-- start of Text shown --
Manage Your Tax Payments through an Installment Agreement

After people have filed for their annual tax return, they realize that they owe the IRS a large amount of money. What makes matters undesirable for them is recognizing that they don't have sufficient funds to cover all these tax debts. Good thing that this kind of IRS problem is made much more manageable because of the availability of a number of options for the taxpayers. Among these is the setting up of an installment agreement.

 

The IRS is very willing to accept monthly payments. In fact, they even permit you to set the amount you would like to pay on a monthly basis and on which date that it is due. Actually, if you have filed a tax return and paid your taxes in a timely manner, your tax bill amount is equal to or less than $10,000 and you have somehow proven that you don't' have that much money readily available, the IRS can't turn down your request for installment payments. The catch is that the monthly installment plan that you propose must sufficiently pay off the total tax debt within at least three years. To begin the process, you should fill out and attach Form 9465 (Installment Agreement Request Form) to the front of the tax return you are filing.

 

The IRS may offer the option to make partial payments of tax liability in cases when the taxpayer is really financially incapacitated. Specific financial details, such as those relating to their equity assets, are obtained from those who wish to avail of this option. It is important that the pieces of information provided are consistent and correct as these will be verified by the IRS. Also, every two years, the IRS will check if the taxpayer is already in a better financial capacity. If so, the monthly payment will be increased or the arrangement, be altogether, ended.  Although slightly different, this type of understanding is an installment plan nonetheless.
-- end of Text shown --
▸ Instruction 1:
Return everything in the installment agreement text above, word for word, from "Manage Your Tax" down to "an installment agreement.".
-- start of Data in this exercise --
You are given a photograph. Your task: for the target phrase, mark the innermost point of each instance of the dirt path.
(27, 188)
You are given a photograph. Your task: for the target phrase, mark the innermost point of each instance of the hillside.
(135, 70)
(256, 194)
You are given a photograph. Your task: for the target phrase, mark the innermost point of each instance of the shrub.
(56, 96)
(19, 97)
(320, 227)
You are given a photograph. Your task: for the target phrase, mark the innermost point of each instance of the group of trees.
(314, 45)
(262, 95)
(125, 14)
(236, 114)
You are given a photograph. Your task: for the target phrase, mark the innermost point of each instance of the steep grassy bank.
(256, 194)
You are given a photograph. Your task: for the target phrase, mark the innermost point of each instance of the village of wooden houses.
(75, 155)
-- end of Data in this exercise --
-- start of Data in this exercise --
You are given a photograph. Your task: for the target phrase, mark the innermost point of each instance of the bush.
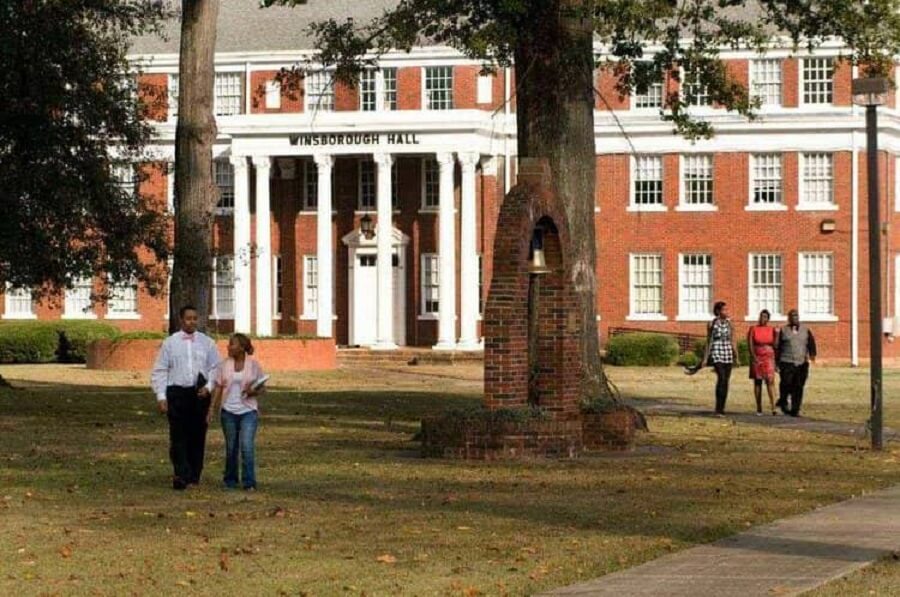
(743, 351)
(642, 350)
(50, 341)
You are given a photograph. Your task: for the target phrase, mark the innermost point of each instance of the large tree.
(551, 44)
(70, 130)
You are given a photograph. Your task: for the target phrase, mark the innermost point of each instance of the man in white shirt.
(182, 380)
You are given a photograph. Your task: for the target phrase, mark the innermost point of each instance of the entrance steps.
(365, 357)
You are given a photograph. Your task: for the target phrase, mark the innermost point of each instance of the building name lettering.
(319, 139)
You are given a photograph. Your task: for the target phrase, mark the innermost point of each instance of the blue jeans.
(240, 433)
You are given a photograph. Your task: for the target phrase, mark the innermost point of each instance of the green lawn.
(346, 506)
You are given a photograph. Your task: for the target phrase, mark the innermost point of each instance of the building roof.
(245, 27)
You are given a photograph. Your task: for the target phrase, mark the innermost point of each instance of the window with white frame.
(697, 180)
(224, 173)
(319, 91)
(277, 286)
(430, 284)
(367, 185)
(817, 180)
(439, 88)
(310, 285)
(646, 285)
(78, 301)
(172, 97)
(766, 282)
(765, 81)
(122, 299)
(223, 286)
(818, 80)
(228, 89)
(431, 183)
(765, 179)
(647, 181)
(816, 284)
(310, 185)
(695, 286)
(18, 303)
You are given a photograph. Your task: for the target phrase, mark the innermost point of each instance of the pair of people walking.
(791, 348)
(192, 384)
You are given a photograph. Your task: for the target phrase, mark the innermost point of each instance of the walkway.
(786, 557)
-- end of Data in this exercise --
▸ Instruction 2:
Collect every line from the entries above that contains the word "building", and copy each one unchanged.

▸ Full response 1:
Manage Your Tax Payments through an Installment Agreement

After people have filed for their annual tax return, they realize that they owe the IRS a large amount of money. What makes matters undesirable for them is recognizing that they don't have sufficient funds to cover all these tax debts. Good thing that this kind of IRS problem is made much more manageable because of the availability of a number of options for the taxpayers. Among these is the setting up of an installment agreement.

▸ Full response 2:
You are given a photograph. Your task: for the target phrase, mark the innermost point of each instance of the building name lettering.
You are given a photograph. Your task: for the target phrase, mark the innermost point of each instance of the building roof.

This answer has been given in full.